***** MATERIAL SUPPLIED
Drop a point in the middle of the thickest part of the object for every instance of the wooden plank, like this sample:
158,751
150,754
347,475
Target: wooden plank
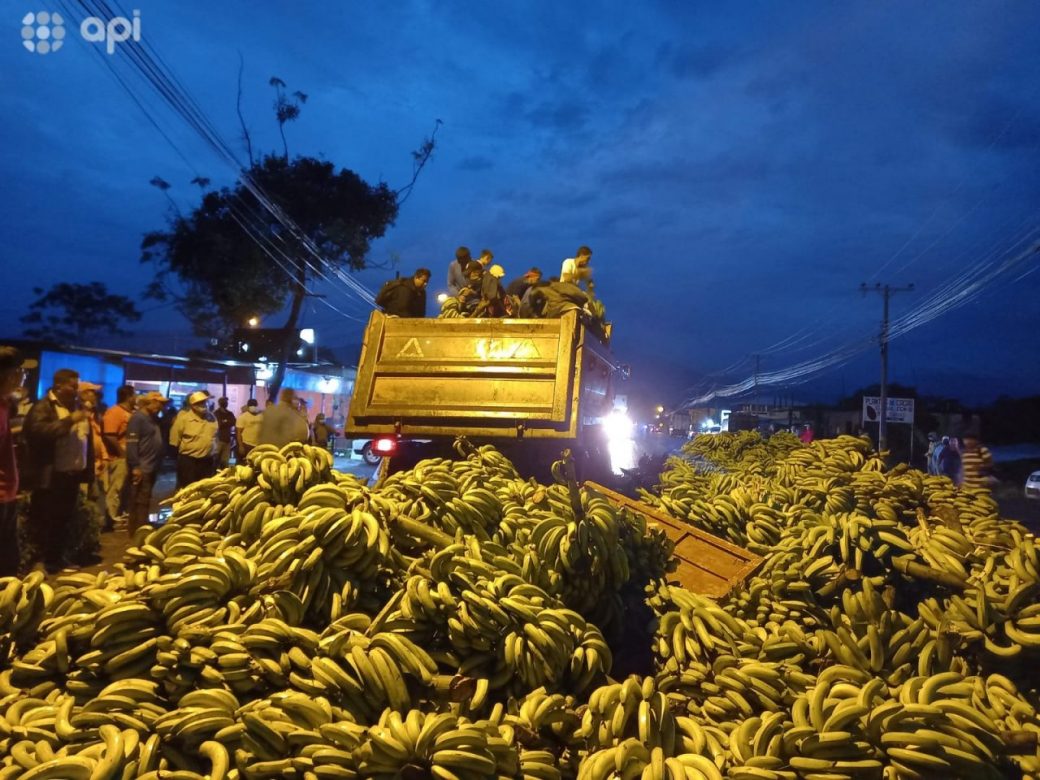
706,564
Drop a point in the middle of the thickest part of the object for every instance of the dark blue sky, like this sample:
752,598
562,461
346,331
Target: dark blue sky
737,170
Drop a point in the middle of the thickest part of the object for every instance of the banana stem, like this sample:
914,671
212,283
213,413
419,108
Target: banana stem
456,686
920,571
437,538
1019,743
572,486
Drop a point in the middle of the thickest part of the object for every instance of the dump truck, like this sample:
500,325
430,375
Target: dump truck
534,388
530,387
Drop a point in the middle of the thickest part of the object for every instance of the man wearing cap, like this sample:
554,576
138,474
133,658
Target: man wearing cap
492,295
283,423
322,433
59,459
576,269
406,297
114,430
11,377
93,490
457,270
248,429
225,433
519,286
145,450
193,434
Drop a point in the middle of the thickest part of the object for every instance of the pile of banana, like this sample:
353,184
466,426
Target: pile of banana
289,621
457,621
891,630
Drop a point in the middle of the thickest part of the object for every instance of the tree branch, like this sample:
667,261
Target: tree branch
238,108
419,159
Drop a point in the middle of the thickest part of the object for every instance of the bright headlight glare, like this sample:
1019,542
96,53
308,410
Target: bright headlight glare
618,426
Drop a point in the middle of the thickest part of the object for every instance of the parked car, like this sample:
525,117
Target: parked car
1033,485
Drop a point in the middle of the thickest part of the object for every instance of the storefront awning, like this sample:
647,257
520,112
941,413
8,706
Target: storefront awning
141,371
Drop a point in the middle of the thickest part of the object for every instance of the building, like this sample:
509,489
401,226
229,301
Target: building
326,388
**********
***** MATERIAL SUPPLIED
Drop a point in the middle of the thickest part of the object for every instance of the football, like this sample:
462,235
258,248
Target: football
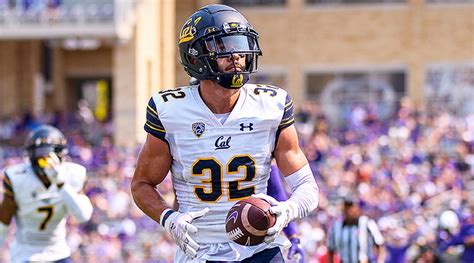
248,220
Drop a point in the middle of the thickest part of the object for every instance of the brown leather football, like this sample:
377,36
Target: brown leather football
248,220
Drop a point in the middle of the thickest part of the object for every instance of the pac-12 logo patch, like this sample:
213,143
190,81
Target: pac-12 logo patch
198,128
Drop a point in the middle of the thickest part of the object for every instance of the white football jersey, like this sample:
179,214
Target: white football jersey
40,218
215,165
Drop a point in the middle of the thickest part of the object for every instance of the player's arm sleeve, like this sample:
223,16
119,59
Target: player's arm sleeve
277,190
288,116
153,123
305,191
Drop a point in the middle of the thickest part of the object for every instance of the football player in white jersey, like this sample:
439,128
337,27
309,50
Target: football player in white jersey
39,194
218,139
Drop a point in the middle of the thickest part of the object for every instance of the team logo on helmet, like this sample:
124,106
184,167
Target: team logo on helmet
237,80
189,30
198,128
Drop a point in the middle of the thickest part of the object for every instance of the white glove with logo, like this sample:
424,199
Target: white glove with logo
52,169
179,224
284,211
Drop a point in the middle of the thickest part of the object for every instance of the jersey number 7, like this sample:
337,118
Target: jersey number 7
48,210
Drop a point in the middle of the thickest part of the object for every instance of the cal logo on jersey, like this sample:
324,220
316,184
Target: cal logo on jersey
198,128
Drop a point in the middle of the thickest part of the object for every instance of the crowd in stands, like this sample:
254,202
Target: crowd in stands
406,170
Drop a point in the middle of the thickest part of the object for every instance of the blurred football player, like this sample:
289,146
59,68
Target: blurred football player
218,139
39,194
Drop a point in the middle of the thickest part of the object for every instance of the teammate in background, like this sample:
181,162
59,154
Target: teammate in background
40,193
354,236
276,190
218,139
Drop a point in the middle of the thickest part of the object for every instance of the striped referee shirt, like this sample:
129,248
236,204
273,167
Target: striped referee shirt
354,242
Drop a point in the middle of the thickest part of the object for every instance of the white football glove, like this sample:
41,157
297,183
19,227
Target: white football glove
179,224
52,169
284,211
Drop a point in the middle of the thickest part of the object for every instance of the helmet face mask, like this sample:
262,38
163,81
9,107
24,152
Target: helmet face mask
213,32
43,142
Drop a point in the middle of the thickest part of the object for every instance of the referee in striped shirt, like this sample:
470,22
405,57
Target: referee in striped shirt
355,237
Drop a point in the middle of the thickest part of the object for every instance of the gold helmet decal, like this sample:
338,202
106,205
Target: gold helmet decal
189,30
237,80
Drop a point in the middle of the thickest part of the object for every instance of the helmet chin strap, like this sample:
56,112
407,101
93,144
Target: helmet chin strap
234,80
**********
***** MATERIAL SUPPLIED
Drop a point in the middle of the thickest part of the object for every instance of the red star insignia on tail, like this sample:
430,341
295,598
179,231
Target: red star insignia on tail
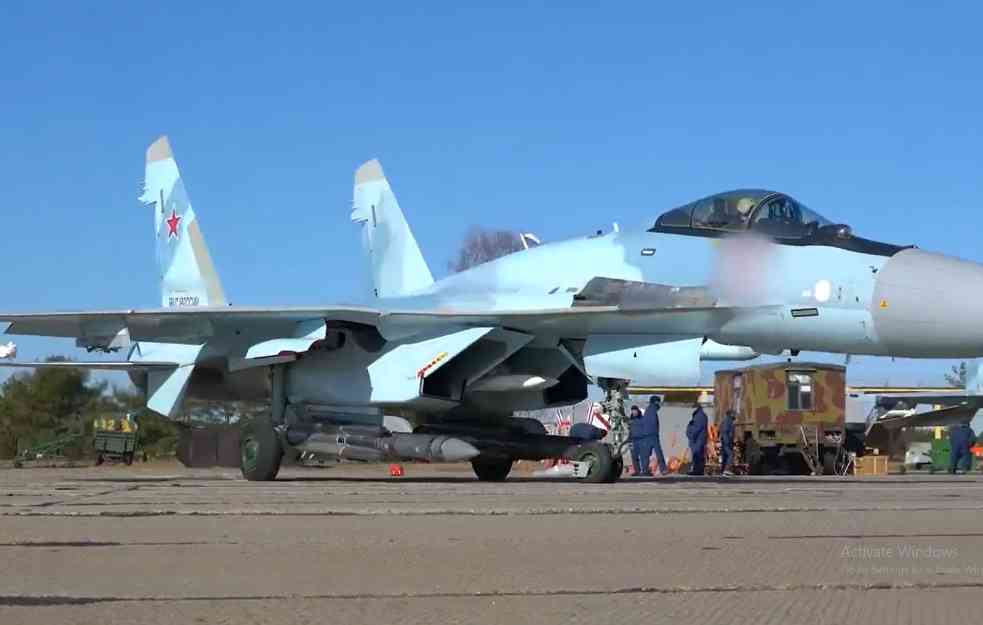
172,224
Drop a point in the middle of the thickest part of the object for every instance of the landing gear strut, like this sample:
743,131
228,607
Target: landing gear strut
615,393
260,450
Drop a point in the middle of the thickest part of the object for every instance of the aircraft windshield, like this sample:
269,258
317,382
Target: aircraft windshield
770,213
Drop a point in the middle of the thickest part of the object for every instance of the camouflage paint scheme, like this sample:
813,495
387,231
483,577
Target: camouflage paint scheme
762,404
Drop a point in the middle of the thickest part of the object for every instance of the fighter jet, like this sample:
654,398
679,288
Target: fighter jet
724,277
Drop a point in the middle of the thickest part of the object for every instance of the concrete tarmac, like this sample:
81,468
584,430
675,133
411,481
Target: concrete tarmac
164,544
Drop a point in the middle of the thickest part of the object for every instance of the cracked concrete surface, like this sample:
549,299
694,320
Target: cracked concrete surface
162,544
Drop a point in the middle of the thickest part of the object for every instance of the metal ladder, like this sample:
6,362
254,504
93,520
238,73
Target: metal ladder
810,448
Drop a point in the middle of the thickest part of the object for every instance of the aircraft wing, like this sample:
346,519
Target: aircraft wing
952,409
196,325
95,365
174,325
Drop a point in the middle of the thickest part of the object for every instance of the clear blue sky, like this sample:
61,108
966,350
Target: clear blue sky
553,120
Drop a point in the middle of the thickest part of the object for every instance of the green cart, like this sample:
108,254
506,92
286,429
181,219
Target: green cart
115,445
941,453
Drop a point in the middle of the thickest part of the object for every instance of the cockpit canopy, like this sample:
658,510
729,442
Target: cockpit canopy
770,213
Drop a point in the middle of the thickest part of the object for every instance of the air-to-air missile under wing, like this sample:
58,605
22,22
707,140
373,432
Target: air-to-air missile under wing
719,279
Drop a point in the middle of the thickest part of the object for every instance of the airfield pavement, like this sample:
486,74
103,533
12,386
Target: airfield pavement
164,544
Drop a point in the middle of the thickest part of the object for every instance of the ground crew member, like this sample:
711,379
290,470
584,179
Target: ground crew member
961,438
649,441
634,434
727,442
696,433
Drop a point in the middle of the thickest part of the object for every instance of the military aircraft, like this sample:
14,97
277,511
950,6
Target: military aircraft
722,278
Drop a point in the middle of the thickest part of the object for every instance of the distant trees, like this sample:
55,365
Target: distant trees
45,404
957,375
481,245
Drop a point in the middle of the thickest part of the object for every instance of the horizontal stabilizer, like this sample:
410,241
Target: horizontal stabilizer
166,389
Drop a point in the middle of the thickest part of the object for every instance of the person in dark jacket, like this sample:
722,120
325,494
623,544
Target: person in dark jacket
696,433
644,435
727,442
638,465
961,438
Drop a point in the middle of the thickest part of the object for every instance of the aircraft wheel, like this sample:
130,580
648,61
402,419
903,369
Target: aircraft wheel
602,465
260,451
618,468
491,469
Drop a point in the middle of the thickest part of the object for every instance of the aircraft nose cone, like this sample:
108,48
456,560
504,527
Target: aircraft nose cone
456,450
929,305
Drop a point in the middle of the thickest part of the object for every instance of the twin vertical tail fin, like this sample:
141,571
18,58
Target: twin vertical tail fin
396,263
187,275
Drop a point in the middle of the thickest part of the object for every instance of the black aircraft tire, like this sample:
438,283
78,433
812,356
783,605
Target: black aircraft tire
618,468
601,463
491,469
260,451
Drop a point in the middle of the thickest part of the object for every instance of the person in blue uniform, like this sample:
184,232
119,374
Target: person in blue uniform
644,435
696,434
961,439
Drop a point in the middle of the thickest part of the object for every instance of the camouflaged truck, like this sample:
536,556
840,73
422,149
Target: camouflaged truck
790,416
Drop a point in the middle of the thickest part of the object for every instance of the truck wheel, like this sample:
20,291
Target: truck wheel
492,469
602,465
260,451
**********
(GOAL)
Locate every line in the entries above that contains the word "missile", and copy each of those lines in full, please.

(THE OUTPUT)
Drop a point in the middle of the thickest part of the object for every instance of the air-to-air missile under wing, like this sample:
Target: air-to-air missile under wing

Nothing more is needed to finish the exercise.